» Ejercicio breve
Copia de nuevo todas las entradas y sustituye "one point per instance" por "a single point per instance" en cada una, sin cambiar nada más.

» Una serie de registros
----------
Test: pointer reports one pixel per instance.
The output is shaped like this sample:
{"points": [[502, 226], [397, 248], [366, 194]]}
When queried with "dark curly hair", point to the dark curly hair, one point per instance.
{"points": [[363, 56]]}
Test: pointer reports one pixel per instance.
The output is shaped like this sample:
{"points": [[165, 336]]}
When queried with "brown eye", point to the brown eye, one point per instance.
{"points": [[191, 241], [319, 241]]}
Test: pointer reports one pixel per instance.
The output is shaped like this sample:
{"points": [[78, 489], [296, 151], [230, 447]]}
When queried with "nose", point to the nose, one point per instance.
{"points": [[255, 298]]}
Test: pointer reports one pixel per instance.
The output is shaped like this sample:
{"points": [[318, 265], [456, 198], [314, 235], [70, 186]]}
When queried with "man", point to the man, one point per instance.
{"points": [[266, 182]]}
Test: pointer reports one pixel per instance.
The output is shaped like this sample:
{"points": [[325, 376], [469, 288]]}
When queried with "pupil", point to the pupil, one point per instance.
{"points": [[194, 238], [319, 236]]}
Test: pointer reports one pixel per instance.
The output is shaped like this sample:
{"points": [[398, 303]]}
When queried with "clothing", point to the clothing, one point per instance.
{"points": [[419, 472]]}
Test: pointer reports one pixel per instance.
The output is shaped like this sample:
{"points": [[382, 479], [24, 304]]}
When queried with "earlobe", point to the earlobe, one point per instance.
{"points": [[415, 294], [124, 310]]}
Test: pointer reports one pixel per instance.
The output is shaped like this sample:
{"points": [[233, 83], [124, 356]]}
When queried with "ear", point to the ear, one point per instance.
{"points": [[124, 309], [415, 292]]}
----------
» Resultado
Test: pointer reports one pixel per instance.
The output is shaped like this sample:
{"points": [[502, 226], [397, 248], [366, 194]]}
When queried with "dark curly hair", point to the dark curly hair, a single point per instance.
{"points": [[363, 56]]}
Test: pointer reports one pixel per instance.
The output is shaped like this sample:
{"points": [[165, 336]]}
When queried with "brown eye", point to the brown eye, a single point per instance.
{"points": [[191, 241], [319, 241]]}
Test: pointer reports one pixel per instance.
The output is shaped like this sample:
{"points": [[78, 489], [296, 151], [230, 447]]}
When queried with "nose", point to the nose, a single point per instance.
{"points": [[255, 298]]}
Test: pointer reports one pixel per instance.
The output is shaped like this sample:
{"points": [[318, 265], [456, 198], [314, 235], [70, 186]]}
When queried with "man", point to the man, a single point per instance.
{"points": [[266, 182]]}
Test: pointer reports one pixel per instance.
The output is shaped like this sample:
{"points": [[325, 376], [469, 288]]}
When queried with "pupil", point to the pupil, a single point per instance.
{"points": [[194, 238], [319, 236]]}
Test: pointer reports one pixel per instance.
The output is shaped like this sample:
{"points": [[398, 303]]}
When queried with "clothing", point to the clothing, a single point per instance.
{"points": [[419, 472]]}
Test: pointer reports one pixel per instance.
The output is shaped like this sample:
{"points": [[382, 479], [24, 304]]}
When queried with "earlobe", point to the earlobe, a single point per instance.
{"points": [[415, 294], [124, 310]]}
Test: pointer reports one pixel per instance.
The output is shaped like this sample:
{"points": [[233, 83], [124, 356]]}
When queried with "ear", point to the ear, a single point per instance.
{"points": [[124, 309], [415, 292]]}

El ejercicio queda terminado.